# EXERCISE DIRECTIONS:
Pick up the essay below about race and becoming Muslim after its final sentence, and extend it in the same first-person voice.

# PASSAGE PROVIDED:
= = =

I didn’t know I was “white” until I became Muslim. I always used to think of myself as a human being. Other people were “black” or “indian” or whatever. I was just a person. And when I looked out at the world of books, television, movies, fantasy, sci fi, music, politics, business, and so on, I saw the world reflecting back to me the same self understanding. I liked rap a lot, but considered it “black music,” and felt self-conscious about not having full access to its inner sanctums. It was the aesthetic equivalent of feeling scared when we drove through Cabrini Green on the way to watch the Chicago Bulls – I knew I was out of place. But these were isolated events – I could always retreat rather quickly to the safety and security of my white world.

When I went to boarding school as a sophomore (well, we called it “lower year”…Go Blue!), for the first time I interacted on a daily basis with black peers. I had some black friends from summer camp, but that was only two months out of the year. But looking back on it now, I see how boarding school was still a microcosm of the larger society. We would wonder why so many of the black kids sat together at meals, never once realizing that most of the white kids were sitting together ALL THE TIME! It would have sounded weird to us if you had described it as a “white-majority school,” although we had no problem talking ad nauseam about “minorities.” I had some black teachers and coaches, but no one I would call a serious mentor.

The first time I wrote down the words, “I think I want to become a Muslim” was after finishing the Autobiography of Malcolm X in the summer between boarding school and college. The way he weaved the American narrative of race and injustice with the Muslim story of brotherhood and redemption struck a deep nerve. Most powerfully, when he spoke of his pilgrimage to Makkah, I felt that it might be something for me.

= = =

# RAW DATA:
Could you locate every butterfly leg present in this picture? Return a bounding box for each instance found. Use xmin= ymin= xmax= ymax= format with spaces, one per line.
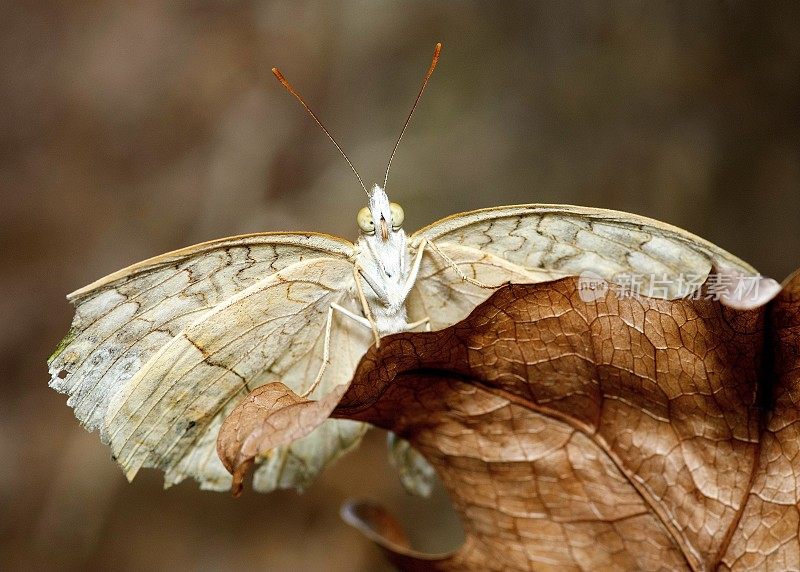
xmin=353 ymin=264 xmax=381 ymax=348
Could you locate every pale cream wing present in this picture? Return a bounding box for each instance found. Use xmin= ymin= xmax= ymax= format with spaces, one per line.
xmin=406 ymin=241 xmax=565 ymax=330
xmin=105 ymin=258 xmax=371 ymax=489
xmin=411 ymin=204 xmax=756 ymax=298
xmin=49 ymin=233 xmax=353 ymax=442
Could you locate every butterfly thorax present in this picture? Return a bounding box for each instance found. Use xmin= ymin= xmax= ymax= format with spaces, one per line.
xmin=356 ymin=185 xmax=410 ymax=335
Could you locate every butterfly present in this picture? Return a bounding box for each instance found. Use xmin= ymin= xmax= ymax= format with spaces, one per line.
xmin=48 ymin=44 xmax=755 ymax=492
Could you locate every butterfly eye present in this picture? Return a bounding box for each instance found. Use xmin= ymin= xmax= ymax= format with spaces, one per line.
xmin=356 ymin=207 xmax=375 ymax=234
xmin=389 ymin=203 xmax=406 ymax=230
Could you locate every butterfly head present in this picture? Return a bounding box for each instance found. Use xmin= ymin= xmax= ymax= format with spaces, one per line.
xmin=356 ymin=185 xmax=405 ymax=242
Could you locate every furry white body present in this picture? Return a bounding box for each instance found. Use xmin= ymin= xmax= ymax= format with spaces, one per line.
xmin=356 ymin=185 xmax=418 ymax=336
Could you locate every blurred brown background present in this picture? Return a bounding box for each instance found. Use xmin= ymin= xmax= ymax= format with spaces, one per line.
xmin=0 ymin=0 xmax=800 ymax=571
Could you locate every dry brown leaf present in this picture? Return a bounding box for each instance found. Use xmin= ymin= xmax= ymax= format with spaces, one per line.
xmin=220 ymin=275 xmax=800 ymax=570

= = =

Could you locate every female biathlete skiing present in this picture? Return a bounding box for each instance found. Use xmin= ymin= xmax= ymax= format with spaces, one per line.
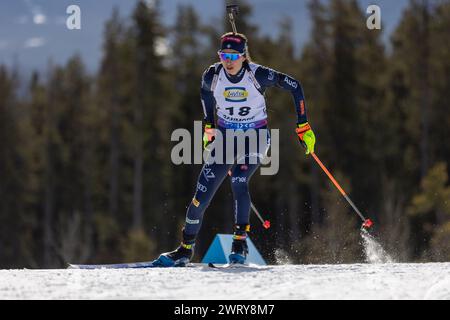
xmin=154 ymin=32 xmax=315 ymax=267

= = =

# TASK ANSWER:
By the grace of God, I have since been to Makkah three times. By God’s arrangement, my first teacher of Islam was a black imam/prison chaplain from Brooklyn who studied for many years in Pakistan. You cannot imagine the psychological re-wiring that happens when your living exemplar of a man of God is a person you previously wouldn’t have even paid attention to, let alone spent many hours with. He taught me the basics of classical Arabic, how to read the Qur’anic text, how to improve my prayer, but most importantly, how to be a more God-conscious and self-sacrificing human being. I loved being in his presence so much that many years later, when I was struggling to find my place in graduate school, I drove in the middle of the night from New Jersey to Rhode Island to pray fajr with him and stay at the masjid for 3 days so that I could spend time with him.

But I will always be a white kid from an all-white suburb. I learned in my early years as a Muslim that I could not be black nor pakistani no matter how much at times I wanted to fully integrate into those Muslim circles. But I learned that whiteness is like The Matrix – you don’t know you’re in it until you start to get out of it. I hope I have fulfilled Malcolm’s words that “their belief in one God had removed the white from their minds, the white from their behavior, and the white from their attitude.” If not, then I have more work to do for the sake of the God who created us all, and only distinguishes us on the basis of the way we transform our inner and outer selves due to our conscious awareness of the Divine, or what in Arabic we call “taqwa.”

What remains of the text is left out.